*** GIVEN RECORDS Section Begins ***

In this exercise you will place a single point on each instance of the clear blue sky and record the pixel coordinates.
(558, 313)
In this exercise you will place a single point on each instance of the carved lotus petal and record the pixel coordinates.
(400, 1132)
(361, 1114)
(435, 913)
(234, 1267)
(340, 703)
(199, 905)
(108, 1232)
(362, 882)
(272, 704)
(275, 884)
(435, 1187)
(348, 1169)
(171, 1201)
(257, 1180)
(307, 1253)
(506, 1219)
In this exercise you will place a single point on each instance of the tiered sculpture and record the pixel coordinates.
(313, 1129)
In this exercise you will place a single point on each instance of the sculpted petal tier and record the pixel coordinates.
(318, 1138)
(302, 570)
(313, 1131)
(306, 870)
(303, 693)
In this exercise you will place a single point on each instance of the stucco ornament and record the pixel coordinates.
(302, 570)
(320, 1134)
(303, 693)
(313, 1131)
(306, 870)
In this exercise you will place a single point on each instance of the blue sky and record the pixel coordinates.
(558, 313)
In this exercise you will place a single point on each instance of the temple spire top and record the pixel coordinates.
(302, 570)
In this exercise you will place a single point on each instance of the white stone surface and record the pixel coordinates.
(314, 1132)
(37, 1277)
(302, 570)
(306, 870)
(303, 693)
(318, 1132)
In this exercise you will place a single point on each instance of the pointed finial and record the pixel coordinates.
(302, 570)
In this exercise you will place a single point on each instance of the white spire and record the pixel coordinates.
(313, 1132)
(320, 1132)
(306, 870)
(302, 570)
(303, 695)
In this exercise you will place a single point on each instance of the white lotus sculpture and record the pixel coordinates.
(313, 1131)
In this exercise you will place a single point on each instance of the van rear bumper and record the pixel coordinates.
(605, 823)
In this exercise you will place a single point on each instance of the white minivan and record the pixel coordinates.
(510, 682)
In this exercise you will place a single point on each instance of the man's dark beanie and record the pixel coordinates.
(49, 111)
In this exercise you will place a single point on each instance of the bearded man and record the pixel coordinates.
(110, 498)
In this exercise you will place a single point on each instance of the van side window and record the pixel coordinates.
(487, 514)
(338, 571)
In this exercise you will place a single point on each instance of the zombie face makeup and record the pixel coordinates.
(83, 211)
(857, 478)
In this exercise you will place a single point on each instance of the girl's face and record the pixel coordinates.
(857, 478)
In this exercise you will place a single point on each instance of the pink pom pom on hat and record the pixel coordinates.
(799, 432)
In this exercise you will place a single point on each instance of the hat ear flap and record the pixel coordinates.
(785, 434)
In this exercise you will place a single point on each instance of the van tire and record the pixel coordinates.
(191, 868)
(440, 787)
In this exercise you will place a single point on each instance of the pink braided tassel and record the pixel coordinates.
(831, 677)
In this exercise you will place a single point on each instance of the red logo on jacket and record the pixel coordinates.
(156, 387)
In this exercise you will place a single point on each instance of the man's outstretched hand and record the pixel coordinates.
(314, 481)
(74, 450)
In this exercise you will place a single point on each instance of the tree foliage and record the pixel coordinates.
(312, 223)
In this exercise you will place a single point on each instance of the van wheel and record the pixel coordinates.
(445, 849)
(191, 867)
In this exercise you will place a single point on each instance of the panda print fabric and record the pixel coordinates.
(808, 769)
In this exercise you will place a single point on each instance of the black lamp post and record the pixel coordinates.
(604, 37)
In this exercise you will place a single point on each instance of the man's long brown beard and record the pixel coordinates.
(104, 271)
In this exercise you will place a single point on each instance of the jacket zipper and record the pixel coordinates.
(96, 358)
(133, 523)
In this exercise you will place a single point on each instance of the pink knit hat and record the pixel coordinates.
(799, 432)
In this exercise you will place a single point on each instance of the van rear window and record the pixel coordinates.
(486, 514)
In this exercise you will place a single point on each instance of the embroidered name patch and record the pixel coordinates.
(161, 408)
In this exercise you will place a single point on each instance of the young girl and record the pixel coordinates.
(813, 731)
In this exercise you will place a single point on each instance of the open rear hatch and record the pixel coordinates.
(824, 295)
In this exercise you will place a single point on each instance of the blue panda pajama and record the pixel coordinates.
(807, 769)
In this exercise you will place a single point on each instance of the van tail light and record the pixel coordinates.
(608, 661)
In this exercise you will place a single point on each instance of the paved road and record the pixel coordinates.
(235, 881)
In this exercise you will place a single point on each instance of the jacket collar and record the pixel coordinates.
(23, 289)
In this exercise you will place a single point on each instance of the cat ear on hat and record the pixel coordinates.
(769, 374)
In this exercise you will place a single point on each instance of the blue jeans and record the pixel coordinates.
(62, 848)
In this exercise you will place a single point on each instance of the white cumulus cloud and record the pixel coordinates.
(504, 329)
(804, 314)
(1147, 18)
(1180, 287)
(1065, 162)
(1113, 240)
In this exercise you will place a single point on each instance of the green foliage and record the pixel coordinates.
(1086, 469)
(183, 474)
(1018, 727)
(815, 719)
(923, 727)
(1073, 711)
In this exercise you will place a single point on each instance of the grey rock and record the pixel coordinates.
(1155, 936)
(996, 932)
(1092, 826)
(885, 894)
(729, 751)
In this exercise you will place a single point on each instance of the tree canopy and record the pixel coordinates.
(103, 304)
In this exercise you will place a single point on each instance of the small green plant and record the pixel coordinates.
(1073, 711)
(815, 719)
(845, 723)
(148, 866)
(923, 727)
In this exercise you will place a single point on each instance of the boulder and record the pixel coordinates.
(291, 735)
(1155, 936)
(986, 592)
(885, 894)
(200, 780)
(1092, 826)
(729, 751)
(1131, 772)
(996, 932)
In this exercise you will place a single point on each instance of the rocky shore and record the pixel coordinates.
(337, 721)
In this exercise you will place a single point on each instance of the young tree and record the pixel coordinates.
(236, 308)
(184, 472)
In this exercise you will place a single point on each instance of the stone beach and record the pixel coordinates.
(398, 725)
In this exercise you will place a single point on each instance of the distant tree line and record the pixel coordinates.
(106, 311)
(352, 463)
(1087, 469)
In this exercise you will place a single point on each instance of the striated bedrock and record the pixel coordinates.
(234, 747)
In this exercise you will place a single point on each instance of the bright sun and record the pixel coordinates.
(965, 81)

*** GIVEN RECORDS Section Ends ***

● **WHAT TO WORK ON**
The response should consist of every record above, reproduced exactly.

● **ANSWER TO THIS TASK**
In this exercise you will place a single point on each instance of the clear blue sky and record the pixel coordinates.
(558, 313)
In this exercise you will place a single point on each instance of the carved lotus petal and record the pixel coordinates.
(400, 1132)
(361, 1114)
(435, 913)
(234, 1267)
(340, 703)
(199, 905)
(108, 1232)
(362, 882)
(272, 704)
(275, 884)
(435, 1187)
(348, 1169)
(171, 1201)
(257, 1180)
(307, 1253)
(506, 1219)
In this exercise you will place a single point on each instance of the tiered sculpture and record the pixel coordinates.
(313, 1129)
In this exercise you will place a single point on each instance of the sculpted petal tier and record the pixel coordinates.
(318, 1138)
(302, 570)
(313, 1131)
(306, 870)
(303, 693)
In this exercise you will place a single point on each instance of the stucco ornament and record the pixel coordinates.
(302, 570)
(320, 1134)
(303, 693)
(313, 1131)
(306, 870)
In this exercise you will place a single point on each instance of the blue sky and record the pixel coordinates.
(558, 313)
In this exercise you will place a single point on each instance of the temple spire top and record the pixel coordinates.
(302, 570)
In this exercise you will place a single point on each instance of the white stone surface and record the pixel coordinates.
(314, 1132)
(37, 1277)
(302, 570)
(306, 870)
(303, 693)
(318, 1132)
In this exercise you will place a single point on each instance of the pointed finial and record the pixel coordinates.
(302, 570)
In this exercise you will place a single point on each instance of the white spire and record the pixel coordinates.
(313, 1132)
(320, 1132)
(306, 870)
(302, 570)
(303, 695)
In this exercise you will place a single point on each instance of the white lotus sculpture and record the pixel coordinates.
(313, 1131)
In this exercise you will place a single point on each instance of the van rear bumper and record the pixel coordinates.
(605, 823)
In this exercise you will place a single point on each instance of the white minivan and record the pixel coordinates.
(510, 682)
In this exercise you will place a single point on each instance of the man's dark beanie and record the pixel coordinates.
(49, 111)
In this exercise you will place a single point on each instance of the bearded man and record the pixel coordinates.
(110, 498)
In this exercise you will place a single point on each instance of the van side window and record the pixel coordinates.
(487, 514)
(338, 571)
In this exercise you will place a single point on each instance of the zombie face makeup and record the pixel coordinates.
(83, 211)
(857, 478)
In this exercise you will place a single point on each instance of the girl's face and record the pixel coordinates.
(857, 478)
In this exercise you will place a single point on each instance of the pink pom pom on hat and record the pixel coordinates.
(799, 432)
In this exercise you will place a single point on each instance of the hat ear flap and record the pixel coordinates.
(785, 434)
In this exercise you will place a single point on each instance of the van tire and record the pixel coordinates.
(191, 868)
(440, 787)
In this exercise you will place a single point on each instance of the pink braided tassel and record the pixel coordinates.
(831, 677)
In this exercise you will place a single point on each instance of the red logo on jacket and record the pixel coordinates.
(156, 387)
In this exercise you will place a single point on each instance of the man's outstretched hand and record the pixel coordinates.
(314, 481)
(74, 450)
In this exercise you will place a single point on each instance of the tree foliage and record the pixel coordinates.
(312, 223)
In this exercise you will place a single point on each instance of the van wheel and record the pixel coordinates.
(445, 849)
(191, 867)
In this exercise you will place a single point on each instance of the panda print fabric and record the pixel coordinates.
(808, 769)
In this exercise you will place a single point on each instance of the black lamp post and record the pixel coordinates.
(604, 37)
In this exercise you will place a single point on each instance of the man's long brown beard and record the pixel coordinates.
(104, 271)
In this exercise you will place a single point on each instance of the jacket zipper and record the pixel coordinates.
(96, 358)
(133, 523)
In this exercise you will place a single point on each instance of the pink knit hat and record the pixel coordinates.
(799, 432)
In this exercise you will place a single point on each instance of the van rear window and record the pixel coordinates.
(486, 514)
In this exercise you will place a single point on each instance of the embroidered name patch and record the pixel coordinates.
(161, 408)
In this exercise you will place a single point on each instance of the young girl and record the pixel coordinates.
(813, 731)
In this exercise you will place a single point on each instance of the open rear hatch and record the pixel coordinates.
(824, 295)
In this exercise you will place a single point on each instance of the blue panda pajama and record the pixel coordinates.
(807, 769)
In this exercise you will place a single point on each instance of the van tail light and record the pixel coordinates.
(608, 661)
In this exercise you will place a single point on each instance of the paved road and record the pixel coordinates.
(235, 881)
In this exercise you will place a single point on each instance of the jacket collar and record the pixel coordinates.
(23, 289)
In this exercise you will place a single point on each instance of the cat ear on hat and record the pixel coordinates.
(769, 374)
In this exercise you will place a single point on each instance of the blue jeans and record the pixel coordinates.
(62, 848)
In this exercise you will place a single point on each instance of the white cumulus cloud and record the pixel coordinates.
(504, 329)
(804, 314)
(1147, 18)
(1180, 287)
(1065, 162)
(1113, 240)
In this exercise you will place a single point on each instance of the green foliage and record the pixel coordinates.
(1086, 469)
(183, 474)
(1018, 727)
(815, 719)
(923, 727)
(1073, 711)
In this exercise you will place a single point on each instance of the grey rock and record the pixel coordinates.
(1155, 936)
(996, 932)
(1092, 826)
(885, 894)
(729, 751)
In this exercise you will place a single point on each instance of the tree canopy and record the pixel coordinates.
(103, 304)
In this exercise you will place a single point on each instance of the small green plant and record the pixel coordinates.
(1073, 711)
(815, 719)
(845, 723)
(148, 866)
(923, 727)
In this exercise you will place a single point on each instance of the boulder and record the pixel coordinates.
(291, 735)
(1155, 936)
(986, 592)
(885, 894)
(200, 780)
(1092, 826)
(729, 751)
(1131, 772)
(996, 932)
In this exercise you will place a single point on each instance of the rocky shore and record the pixel coordinates.
(337, 721)
In this exercise you will place a single point on each instance of the young tree and record the pixel coordinates.
(236, 308)
(184, 472)
In this exercise you will place a single point on each instance of the stone beach and record the pixel coordinates.
(398, 725)
In this exercise you will place a single point on each instance of the distant tree line and record the pixel coordinates.
(106, 311)
(352, 463)
(1087, 469)
In this exercise you will place a single point on each instance of the striated bedrock and record the pixel coordinates.
(234, 747)
In this exercise you will place a single point on each instance of the bright sun and record the pixel coordinates.
(965, 81)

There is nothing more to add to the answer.